* PROBLEM A
In the interview transcript, what does Bubba Watson say is better than rough?
* PROBLEM B
Please quote the interview transcript word for word, starting with "And then you" and going on through "over the water.".

* SOURCE DOCUMENT

BUBBA WATSON:  You know, if you look at the golf course, just at the golf course, you're going‑‑ it's lighter rough; the pine straw, which is better than rough.  So you can hit solid contact and be creative with your contact out of pine straw over rough.
And then you look at the trees, the trees, it's not like there are a lot of branchs down below.  So there is gaps that you can pull off shots, kind of like I pulled off on 15 last year under the limbs over the water.
So when you look at it from that perspective, the golf course alone shows you that people can do it.  We have seen Tiger hit shots.  Phil Mickelson, the one on 13, Phil Mickelson hits it out of the pine straw in between two trees, I think it was, when he won. 
When you get into the high rough that most tournaments try to create, it takes away shot‑making.  It makes you chip out.  When you build a golf course with high rough, you're chipping out, and that's taking away creativity and that's taking away some people's strength.
And so when you go to Augusta, the high trees with no limbs and not really much rough; there is a little bit of rough but then there is mostly pine straw.  So if you hit in the pine straw, you can still maneuver the ball out and make solid contact to hit creative shots.

* SOURCE EXCERPT
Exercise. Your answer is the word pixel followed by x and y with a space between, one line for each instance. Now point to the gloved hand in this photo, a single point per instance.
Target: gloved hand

* RESPONSE A
Pine straw.

* RESPONSE B
And then you look at the trees, the trees, it's not like there are a lot of branchs down below.  So there is gaps that you can pull off shots, kind of like I pulled off on 15 last year under the limbs over the water.